WHAT IS REQUIRED ->
List each line in the rows below that contains the word "green" and copy every such line in full.
########################################
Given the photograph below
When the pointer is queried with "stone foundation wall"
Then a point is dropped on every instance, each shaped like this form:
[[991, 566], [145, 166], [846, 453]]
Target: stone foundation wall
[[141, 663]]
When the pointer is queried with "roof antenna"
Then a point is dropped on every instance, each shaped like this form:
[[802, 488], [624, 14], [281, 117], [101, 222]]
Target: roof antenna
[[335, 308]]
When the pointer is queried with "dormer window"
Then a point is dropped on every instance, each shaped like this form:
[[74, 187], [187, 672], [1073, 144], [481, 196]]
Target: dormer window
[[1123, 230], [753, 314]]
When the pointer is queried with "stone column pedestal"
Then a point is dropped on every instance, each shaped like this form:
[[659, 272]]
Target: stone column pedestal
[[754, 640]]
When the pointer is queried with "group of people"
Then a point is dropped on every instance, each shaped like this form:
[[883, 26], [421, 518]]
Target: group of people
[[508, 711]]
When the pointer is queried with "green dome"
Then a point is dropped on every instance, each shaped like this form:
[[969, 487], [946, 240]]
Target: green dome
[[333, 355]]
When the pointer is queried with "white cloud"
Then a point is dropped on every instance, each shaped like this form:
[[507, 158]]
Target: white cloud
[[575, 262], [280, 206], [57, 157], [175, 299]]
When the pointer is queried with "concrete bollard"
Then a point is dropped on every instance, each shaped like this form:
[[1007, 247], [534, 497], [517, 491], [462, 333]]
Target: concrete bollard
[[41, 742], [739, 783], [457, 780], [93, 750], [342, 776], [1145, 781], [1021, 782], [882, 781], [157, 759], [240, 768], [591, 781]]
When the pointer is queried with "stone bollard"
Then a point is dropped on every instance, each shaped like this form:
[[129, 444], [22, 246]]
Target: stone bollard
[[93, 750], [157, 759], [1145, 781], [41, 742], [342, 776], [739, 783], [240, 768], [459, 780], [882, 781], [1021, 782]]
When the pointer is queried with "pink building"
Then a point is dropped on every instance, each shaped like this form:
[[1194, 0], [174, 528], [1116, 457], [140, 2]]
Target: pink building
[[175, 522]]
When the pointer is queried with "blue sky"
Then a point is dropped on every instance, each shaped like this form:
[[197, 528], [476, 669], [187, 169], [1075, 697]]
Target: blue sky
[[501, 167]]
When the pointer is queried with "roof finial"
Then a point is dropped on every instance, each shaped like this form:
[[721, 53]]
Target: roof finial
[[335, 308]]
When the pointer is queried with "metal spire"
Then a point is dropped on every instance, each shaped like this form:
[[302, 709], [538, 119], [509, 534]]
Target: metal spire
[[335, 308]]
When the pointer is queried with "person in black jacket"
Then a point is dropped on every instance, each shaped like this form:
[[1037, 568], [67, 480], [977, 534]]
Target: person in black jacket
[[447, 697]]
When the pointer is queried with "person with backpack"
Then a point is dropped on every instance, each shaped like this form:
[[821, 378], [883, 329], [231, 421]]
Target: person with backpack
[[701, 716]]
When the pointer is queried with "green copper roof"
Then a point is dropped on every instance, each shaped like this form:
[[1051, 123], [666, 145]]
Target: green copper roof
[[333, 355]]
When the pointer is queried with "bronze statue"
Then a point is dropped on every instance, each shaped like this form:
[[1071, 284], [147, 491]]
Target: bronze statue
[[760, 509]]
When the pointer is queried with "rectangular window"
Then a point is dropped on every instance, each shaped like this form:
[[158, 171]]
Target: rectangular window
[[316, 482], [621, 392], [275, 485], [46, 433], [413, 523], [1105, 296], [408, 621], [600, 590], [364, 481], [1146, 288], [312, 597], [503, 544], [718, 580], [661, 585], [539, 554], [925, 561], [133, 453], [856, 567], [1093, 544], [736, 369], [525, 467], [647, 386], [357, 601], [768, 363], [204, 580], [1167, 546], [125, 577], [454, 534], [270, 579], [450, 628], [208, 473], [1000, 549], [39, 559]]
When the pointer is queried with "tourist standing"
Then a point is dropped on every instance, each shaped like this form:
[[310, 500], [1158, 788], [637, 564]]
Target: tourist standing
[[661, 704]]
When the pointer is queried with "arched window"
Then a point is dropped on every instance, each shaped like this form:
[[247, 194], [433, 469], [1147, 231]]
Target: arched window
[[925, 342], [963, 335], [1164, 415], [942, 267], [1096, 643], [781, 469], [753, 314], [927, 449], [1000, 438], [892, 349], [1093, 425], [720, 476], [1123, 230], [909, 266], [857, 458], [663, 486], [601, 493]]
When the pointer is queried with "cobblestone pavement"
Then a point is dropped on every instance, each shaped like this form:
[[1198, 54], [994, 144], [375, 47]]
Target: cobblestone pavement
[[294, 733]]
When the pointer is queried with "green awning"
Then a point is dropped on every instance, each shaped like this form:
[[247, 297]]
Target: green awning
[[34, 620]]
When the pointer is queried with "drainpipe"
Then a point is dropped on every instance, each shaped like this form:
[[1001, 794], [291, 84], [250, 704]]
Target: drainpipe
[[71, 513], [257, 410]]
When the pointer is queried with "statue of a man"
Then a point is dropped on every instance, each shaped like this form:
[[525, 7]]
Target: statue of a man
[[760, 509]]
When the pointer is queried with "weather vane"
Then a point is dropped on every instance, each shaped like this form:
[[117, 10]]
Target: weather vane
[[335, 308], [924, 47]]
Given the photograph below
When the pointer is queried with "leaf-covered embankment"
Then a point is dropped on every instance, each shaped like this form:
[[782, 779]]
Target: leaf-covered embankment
########################################
FULL ANSWER ->
When the pointer is queried with "green dome"
Target: green dome
When the pointer is queried with "green copper roof"
Target: green copper roof
When the pointer is queried with "green awning"
Target: green awning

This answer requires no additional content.